## Your goal
Each record that follows is to be output in full, precisely as written.
----
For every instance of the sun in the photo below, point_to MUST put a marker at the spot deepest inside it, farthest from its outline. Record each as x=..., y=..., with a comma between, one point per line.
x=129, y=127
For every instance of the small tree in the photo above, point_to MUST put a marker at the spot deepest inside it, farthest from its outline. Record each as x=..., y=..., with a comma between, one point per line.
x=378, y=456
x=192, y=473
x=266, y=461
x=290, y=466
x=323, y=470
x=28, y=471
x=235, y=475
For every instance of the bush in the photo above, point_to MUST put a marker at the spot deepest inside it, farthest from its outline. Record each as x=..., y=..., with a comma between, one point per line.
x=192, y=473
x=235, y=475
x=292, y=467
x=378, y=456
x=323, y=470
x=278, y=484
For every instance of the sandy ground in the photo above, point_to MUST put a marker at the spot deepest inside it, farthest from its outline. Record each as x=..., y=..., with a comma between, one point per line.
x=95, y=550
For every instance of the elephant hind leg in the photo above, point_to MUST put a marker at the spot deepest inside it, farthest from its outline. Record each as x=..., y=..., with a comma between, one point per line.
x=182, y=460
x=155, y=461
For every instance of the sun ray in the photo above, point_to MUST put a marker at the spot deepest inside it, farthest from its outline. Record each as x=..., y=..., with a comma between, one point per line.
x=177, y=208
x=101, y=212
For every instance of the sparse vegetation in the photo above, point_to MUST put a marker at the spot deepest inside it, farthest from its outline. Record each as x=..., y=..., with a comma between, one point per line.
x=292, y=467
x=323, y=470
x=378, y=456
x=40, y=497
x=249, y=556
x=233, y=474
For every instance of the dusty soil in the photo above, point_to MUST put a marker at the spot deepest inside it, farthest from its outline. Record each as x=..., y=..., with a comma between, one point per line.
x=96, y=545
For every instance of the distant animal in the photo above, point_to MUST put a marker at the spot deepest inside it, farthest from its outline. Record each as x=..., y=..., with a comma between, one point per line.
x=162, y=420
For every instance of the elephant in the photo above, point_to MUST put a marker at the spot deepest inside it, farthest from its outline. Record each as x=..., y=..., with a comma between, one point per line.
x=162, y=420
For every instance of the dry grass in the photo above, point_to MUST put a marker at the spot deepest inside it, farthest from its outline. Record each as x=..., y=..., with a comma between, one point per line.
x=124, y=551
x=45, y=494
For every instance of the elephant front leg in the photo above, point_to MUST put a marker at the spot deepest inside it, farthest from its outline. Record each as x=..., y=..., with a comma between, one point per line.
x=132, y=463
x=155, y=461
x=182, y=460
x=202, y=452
----
## Output of the task
For every instance of the sun in the photo below, point_to MUST put a marker at the spot deepest inside it, farthest from its outline. Record each as x=..., y=..., with a comma between, one point per line.
x=129, y=127
For every instance of the small tree in the photo above, point_to MUST put a marker at the spot deepest inside it, farthest from its outline. Record each as x=..., y=..., with a comma between, one point per line.
x=378, y=456
x=192, y=473
x=266, y=461
x=290, y=466
x=323, y=470
x=28, y=471
x=235, y=475
For every instance of the bush in the photo above, point_to MUST put a marker at the spot deepest inside it, farthest from its outline. Record each as x=..., y=..., with a comma between, one point per line.
x=192, y=473
x=235, y=475
x=292, y=467
x=378, y=456
x=323, y=470
x=278, y=484
For every instance of the sandy ground in the photo above, point_to MUST put a marker at the spot deepest inside it, farthest from its outline. Record each as x=..., y=..., with a comma between, one point per line.
x=95, y=550
For every instance of the elephant hind leg in the photo above, point_to MUST put a marker at the spot deepest inside it, farthest from its outline. Record each as x=..., y=..., with a comma between, one point per line.
x=182, y=460
x=155, y=461
For every instance of the sun ray in the photo above, point_to MUST put a marker at the spot deepest inside it, farthest from its outline. Record each as x=..., y=..., with a comma between, one point per line.
x=177, y=208
x=101, y=212
For every instance of the sparse vegetation in the photo above, point_to MUST put a marker at the spot deepest inside it, farthest from its outline. Record each as x=..., y=..., with a comma between, one point per line.
x=292, y=467
x=323, y=470
x=378, y=456
x=40, y=497
x=249, y=556
x=233, y=474
For every instance of the dusty soil in the photo above, point_to MUST put a marker at the spot deepest inside it, farthest from its outline. Record each as x=..., y=..., with a comma between, one point per line.
x=96, y=545
For every instance of the distant animal in the photo above, point_to MUST put a marker at the spot deepest inside it, farthest from its outline. Record each as x=..., y=..., with a comma between, one point per line.
x=162, y=420
For every instance of the elephant in the photo above, point_to MUST put a marker at the spot deepest inside it, farthest from its outline. Record each as x=..., y=..., with a comma between, one point per line.
x=162, y=420
For every instance of the dry grass in the photo above, point_to MUST put a marker at the spot deepest inside it, farthest from its outline. Record each as x=..., y=..., with a comma between, one point per line.
x=124, y=551
x=45, y=494
For every instance of the elephant front leg in the photo above, point_to MUST put a marker at the spot deepest inside it, farthest from its outline. Record each as x=..., y=..., with a comma between, one point per line.
x=132, y=463
x=155, y=461
x=182, y=460
x=202, y=452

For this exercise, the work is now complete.